- YOUR INSTRUCTIONS -
Reproduce the part of the listing that opens with its first line and closes with the line containing "<point>294,32</point>", requests included, shifting each coordinate in the answer points by adding 141 while leaving the sample points in the requests unchanged. Omit the pictures from your reply.

[Position annotation records]

** begin **

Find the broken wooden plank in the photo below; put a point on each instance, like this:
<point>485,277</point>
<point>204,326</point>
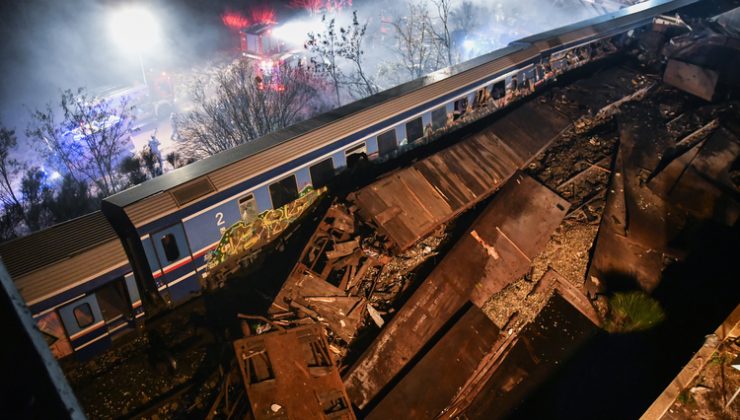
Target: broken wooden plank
<point>696,80</point>
<point>526,213</point>
<point>447,365</point>
<point>412,202</point>
<point>522,361</point>
<point>290,374</point>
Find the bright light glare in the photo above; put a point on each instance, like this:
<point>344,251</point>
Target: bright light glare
<point>133,28</point>
<point>294,32</point>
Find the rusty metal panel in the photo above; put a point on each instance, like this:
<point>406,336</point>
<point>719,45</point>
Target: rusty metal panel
<point>427,389</point>
<point>411,203</point>
<point>552,337</point>
<point>698,180</point>
<point>696,80</point>
<point>496,251</point>
<point>290,374</point>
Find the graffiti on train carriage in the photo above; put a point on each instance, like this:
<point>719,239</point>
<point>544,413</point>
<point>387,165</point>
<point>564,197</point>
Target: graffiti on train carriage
<point>252,233</point>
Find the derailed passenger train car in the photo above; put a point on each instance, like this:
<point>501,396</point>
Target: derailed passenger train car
<point>76,279</point>
<point>163,229</point>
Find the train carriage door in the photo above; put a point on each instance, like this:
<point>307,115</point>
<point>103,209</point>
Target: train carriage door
<point>248,208</point>
<point>115,304</point>
<point>176,260</point>
<point>85,326</point>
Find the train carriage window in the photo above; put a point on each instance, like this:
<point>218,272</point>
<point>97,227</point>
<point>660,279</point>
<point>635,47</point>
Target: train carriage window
<point>439,117</point>
<point>113,300</point>
<point>283,191</point>
<point>499,90</point>
<point>169,244</point>
<point>414,130</point>
<point>248,208</point>
<point>83,315</point>
<point>461,105</point>
<point>356,154</point>
<point>322,172</point>
<point>387,142</point>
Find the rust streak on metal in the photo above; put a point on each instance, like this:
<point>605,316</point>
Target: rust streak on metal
<point>291,374</point>
<point>530,212</point>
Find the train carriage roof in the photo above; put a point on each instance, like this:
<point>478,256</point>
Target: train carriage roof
<point>227,168</point>
<point>609,22</point>
<point>145,202</point>
<point>61,256</point>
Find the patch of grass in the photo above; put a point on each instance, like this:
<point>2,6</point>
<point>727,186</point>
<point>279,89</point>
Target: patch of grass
<point>633,311</point>
<point>719,358</point>
<point>685,397</point>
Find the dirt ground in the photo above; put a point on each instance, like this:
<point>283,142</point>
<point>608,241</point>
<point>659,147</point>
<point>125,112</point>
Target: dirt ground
<point>708,396</point>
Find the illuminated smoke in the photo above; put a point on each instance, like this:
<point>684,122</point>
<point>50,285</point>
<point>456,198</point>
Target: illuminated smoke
<point>263,14</point>
<point>234,20</point>
<point>318,6</point>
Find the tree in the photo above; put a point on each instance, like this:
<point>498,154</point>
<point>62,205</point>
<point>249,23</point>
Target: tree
<point>413,42</point>
<point>467,16</point>
<point>73,199</point>
<point>325,46</point>
<point>359,83</point>
<point>90,139</point>
<point>442,38</point>
<point>245,104</point>
<point>131,168</point>
<point>12,208</point>
<point>36,196</point>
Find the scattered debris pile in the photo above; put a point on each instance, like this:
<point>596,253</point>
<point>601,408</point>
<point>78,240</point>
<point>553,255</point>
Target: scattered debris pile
<point>663,186</point>
<point>291,374</point>
<point>495,251</point>
<point>344,275</point>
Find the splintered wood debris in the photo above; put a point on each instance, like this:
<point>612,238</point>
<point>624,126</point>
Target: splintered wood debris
<point>346,278</point>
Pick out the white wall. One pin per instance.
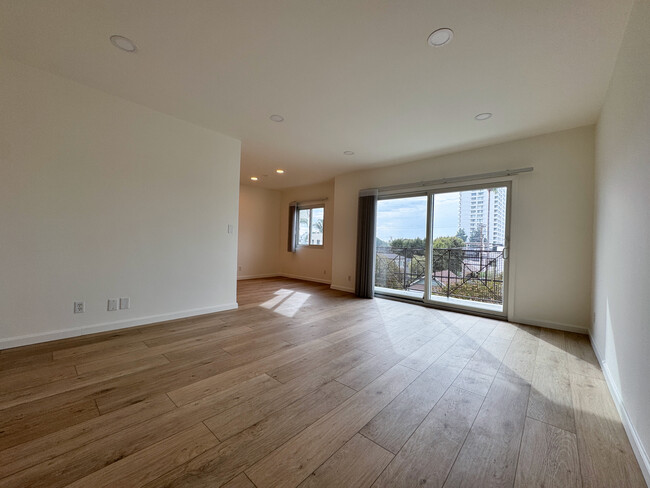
(102, 198)
(258, 253)
(551, 226)
(621, 331)
(310, 263)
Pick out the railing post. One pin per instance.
(448, 266)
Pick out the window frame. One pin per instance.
(297, 236)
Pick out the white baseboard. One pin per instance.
(254, 277)
(637, 446)
(107, 326)
(551, 325)
(342, 288)
(304, 278)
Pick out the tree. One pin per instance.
(408, 247)
(448, 253)
(476, 236)
(448, 242)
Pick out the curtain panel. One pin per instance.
(366, 230)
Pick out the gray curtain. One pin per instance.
(291, 238)
(366, 229)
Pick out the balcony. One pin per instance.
(468, 274)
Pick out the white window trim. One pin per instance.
(310, 208)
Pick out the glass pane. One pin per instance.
(317, 215)
(401, 241)
(467, 262)
(303, 227)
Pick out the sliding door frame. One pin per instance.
(447, 188)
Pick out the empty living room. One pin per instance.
(324, 243)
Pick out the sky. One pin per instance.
(406, 217)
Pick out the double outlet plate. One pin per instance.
(113, 305)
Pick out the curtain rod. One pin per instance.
(455, 179)
(309, 202)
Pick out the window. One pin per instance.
(310, 226)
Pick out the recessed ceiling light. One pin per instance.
(483, 116)
(440, 37)
(123, 43)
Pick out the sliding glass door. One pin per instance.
(401, 246)
(458, 260)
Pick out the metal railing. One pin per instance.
(464, 273)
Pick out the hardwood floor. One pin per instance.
(311, 387)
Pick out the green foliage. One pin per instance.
(380, 243)
(408, 247)
(476, 236)
(448, 243)
(448, 253)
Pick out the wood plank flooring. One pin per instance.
(311, 387)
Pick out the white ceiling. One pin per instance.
(346, 74)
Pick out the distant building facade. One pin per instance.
(484, 210)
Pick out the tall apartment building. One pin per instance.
(484, 210)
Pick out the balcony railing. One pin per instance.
(467, 274)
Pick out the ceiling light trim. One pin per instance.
(440, 37)
(123, 43)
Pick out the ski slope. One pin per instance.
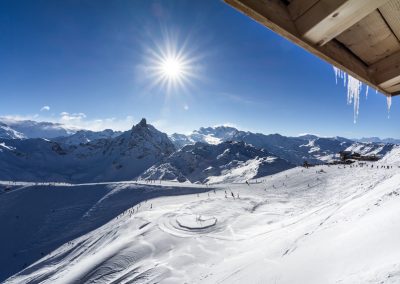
(326, 224)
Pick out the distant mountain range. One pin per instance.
(42, 151)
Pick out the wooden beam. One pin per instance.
(386, 72)
(275, 16)
(394, 89)
(328, 18)
(299, 7)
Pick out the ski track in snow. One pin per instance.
(338, 225)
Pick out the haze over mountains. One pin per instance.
(123, 207)
(44, 151)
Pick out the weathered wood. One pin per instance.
(371, 39)
(394, 89)
(299, 7)
(328, 18)
(275, 16)
(386, 72)
(391, 12)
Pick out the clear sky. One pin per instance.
(95, 64)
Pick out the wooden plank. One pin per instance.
(270, 13)
(299, 7)
(386, 72)
(391, 12)
(329, 18)
(370, 39)
(275, 16)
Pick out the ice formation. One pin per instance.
(389, 103)
(353, 89)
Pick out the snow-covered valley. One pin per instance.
(216, 206)
(326, 224)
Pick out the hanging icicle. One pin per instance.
(389, 104)
(353, 94)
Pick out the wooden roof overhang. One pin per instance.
(361, 37)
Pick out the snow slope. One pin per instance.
(210, 135)
(295, 150)
(326, 224)
(37, 218)
(6, 132)
(86, 136)
(35, 129)
(223, 162)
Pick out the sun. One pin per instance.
(172, 68)
(171, 65)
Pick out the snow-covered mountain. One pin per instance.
(318, 225)
(378, 140)
(369, 148)
(224, 162)
(86, 136)
(121, 158)
(209, 135)
(6, 132)
(295, 150)
(34, 129)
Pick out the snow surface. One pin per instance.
(326, 224)
(224, 162)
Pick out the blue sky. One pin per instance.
(90, 63)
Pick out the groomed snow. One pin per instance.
(327, 224)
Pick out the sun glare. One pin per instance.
(172, 68)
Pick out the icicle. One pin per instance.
(389, 104)
(336, 70)
(353, 94)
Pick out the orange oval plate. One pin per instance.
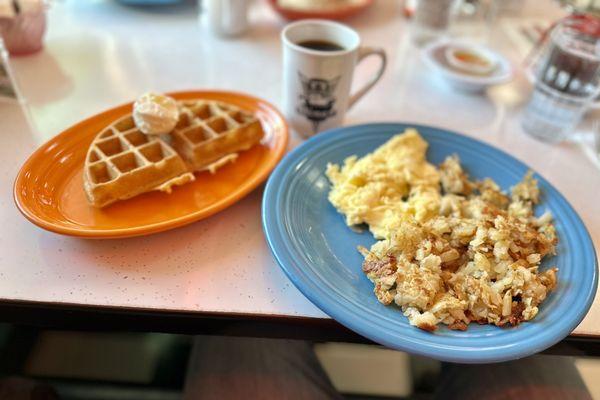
(49, 187)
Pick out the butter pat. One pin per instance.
(155, 114)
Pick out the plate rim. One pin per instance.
(453, 353)
(162, 226)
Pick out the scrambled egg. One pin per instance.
(451, 250)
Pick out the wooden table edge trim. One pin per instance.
(76, 317)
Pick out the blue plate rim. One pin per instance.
(447, 353)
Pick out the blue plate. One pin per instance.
(318, 253)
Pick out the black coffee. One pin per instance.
(320, 45)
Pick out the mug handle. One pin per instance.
(364, 52)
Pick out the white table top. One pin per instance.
(99, 54)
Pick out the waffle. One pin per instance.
(211, 133)
(122, 162)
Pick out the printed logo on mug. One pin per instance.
(319, 58)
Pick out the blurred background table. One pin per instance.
(217, 275)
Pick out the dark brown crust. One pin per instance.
(378, 267)
(458, 326)
(427, 327)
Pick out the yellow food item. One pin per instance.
(452, 250)
(391, 184)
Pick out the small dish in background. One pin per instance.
(469, 60)
(467, 66)
(322, 9)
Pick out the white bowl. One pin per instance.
(435, 57)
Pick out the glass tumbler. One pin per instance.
(567, 79)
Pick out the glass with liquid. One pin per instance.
(567, 79)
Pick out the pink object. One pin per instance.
(24, 33)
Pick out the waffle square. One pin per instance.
(122, 163)
(209, 131)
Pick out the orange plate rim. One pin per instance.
(278, 152)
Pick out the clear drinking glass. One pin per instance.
(432, 19)
(567, 79)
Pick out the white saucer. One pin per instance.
(434, 56)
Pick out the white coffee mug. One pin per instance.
(317, 80)
(228, 17)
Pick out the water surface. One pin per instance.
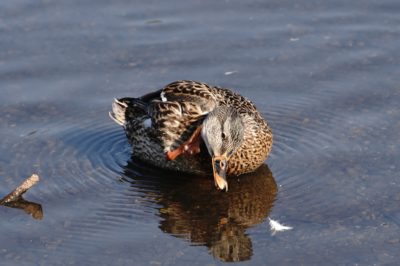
(323, 73)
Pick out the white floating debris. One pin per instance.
(227, 73)
(277, 227)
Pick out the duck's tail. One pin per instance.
(123, 108)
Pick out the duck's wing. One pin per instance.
(179, 112)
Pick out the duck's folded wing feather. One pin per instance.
(180, 110)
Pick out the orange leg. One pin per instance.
(191, 146)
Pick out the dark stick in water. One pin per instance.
(21, 189)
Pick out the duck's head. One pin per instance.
(222, 133)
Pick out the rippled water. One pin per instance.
(325, 74)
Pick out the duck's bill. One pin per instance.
(219, 171)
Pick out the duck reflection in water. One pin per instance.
(192, 209)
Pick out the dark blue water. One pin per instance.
(325, 74)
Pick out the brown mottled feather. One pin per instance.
(176, 111)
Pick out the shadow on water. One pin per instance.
(32, 208)
(193, 209)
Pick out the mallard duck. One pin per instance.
(193, 127)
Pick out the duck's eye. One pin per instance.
(223, 136)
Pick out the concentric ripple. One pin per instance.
(72, 157)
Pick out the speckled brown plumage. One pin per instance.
(163, 120)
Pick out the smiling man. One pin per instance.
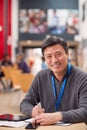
(61, 88)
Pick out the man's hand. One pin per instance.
(37, 110)
(48, 118)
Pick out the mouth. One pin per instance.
(56, 65)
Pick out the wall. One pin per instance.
(46, 4)
(5, 27)
(1, 28)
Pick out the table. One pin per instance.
(78, 126)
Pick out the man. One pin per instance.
(61, 88)
(6, 61)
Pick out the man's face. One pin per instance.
(56, 58)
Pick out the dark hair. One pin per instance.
(53, 40)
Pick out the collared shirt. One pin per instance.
(74, 101)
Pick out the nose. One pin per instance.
(54, 58)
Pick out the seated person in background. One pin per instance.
(6, 61)
(61, 88)
(22, 65)
(1, 78)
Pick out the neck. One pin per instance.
(60, 75)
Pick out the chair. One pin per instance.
(7, 73)
(22, 79)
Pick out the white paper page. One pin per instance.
(62, 124)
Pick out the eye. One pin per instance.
(58, 54)
(48, 57)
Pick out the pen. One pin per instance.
(38, 104)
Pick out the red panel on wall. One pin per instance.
(9, 27)
(1, 28)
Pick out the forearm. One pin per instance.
(75, 116)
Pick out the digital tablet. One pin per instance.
(13, 117)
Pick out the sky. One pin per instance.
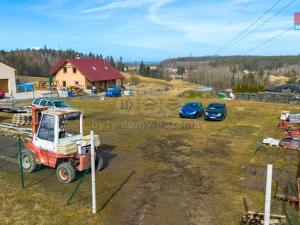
(150, 30)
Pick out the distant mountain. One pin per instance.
(37, 62)
(252, 63)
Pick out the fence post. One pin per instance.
(20, 161)
(77, 187)
(93, 172)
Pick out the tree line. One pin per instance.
(31, 62)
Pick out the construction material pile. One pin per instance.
(291, 137)
(13, 130)
(23, 118)
(71, 147)
(256, 218)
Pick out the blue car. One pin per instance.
(191, 110)
(216, 111)
(114, 91)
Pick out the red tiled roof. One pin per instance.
(92, 69)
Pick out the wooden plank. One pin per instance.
(299, 193)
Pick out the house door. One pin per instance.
(4, 85)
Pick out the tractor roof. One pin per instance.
(60, 112)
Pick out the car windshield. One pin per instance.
(69, 125)
(60, 104)
(214, 107)
(191, 106)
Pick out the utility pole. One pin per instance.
(268, 195)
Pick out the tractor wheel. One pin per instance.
(98, 162)
(28, 161)
(65, 173)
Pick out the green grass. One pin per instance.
(179, 176)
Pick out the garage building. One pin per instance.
(7, 78)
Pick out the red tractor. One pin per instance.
(58, 142)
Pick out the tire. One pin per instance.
(98, 162)
(65, 173)
(28, 161)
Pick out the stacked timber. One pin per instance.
(256, 218)
(22, 119)
(294, 118)
(67, 149)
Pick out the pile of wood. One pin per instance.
(12, 130)
(288, 192)
(67, 149)
(256, 218)
(22, 119)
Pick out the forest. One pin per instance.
(243, 73)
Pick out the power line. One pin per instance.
(269, 40)
(264, 22)
(251, 25)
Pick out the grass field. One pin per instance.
(161, 169)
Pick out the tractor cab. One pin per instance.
(58, 127)
(58, 142)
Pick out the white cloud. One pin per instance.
(117, 5)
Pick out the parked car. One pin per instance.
(191, 110)
(114, 91)
(216, 111)
(2, 94)
(52, 103)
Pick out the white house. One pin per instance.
(7, 78)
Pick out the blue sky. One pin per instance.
(148, 30)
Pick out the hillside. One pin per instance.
(37, 63)
(252, 63)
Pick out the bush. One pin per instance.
(191, 94)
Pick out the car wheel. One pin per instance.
(28, 161)
(65, 173)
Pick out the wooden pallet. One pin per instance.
(22, 119)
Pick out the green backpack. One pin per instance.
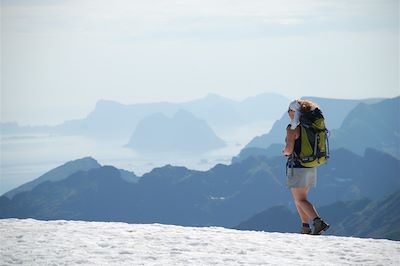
(314, 139)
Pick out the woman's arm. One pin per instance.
(291, 136)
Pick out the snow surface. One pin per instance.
(33, 242)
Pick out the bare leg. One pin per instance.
(305, 209)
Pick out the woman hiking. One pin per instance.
(299, 178)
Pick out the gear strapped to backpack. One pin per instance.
(314, 139)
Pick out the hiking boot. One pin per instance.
(319, 226)
(305, 230)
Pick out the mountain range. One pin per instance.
(354, 125)
(111, 119)
(225, 195)
(183, 132)
(360, 218)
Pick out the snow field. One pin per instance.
(32, 242)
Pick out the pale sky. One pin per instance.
(58, 58)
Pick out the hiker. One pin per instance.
(300, 178)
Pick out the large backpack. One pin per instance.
(314, 139)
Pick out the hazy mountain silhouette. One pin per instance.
(225, 195)
(182, 132)
(111, 119)
(371, 125)
(360, 218)
(57, 174)
(354, 125)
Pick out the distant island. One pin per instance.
(183, 132)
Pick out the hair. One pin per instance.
(307, 105)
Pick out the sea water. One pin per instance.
(26, 157)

** end **

- WRITTEN SOLUTION -
Find the broken wooden plank in the photo below; put a point on each instance, like this:
<point>485,277</point>
<point>204,326</point>
Target: broken wooden plank
<point>837,221</point>
<point>667,354</point>
<point>588,506</point>
<point>553,343</point>
<point>663,502</point>
<point>431,515</point>
Find the bright light glare in the photo above; put a point on each instance, like this:
<point>344,251</point>
Target: bright light glare
<point>274,169</point>
<point>435,173</point>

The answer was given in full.